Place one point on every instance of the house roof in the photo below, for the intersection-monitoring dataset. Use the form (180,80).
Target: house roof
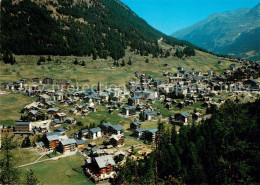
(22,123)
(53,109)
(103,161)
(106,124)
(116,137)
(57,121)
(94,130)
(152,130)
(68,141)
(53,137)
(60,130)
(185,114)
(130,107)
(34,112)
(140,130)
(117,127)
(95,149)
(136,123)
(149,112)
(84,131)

==

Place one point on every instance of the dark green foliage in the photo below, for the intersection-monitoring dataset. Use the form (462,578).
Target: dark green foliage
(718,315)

- _Krótkie ćwiczenie_: Proszę podać w całości każdy wiersz powyższego wykazu, który zawiera ciąg znaków „every”. Wielkość liter ma znaczenie.

- _Wynik ćwiczenia_:
Place one point on every instance of the house roof in the photo below, for the intersection-monitoring dataset. Use the form (180,80).
Place one point on every instance of the dark green foliage in the photo below, for the intersection-monitoring dataset. Use the form (462,578).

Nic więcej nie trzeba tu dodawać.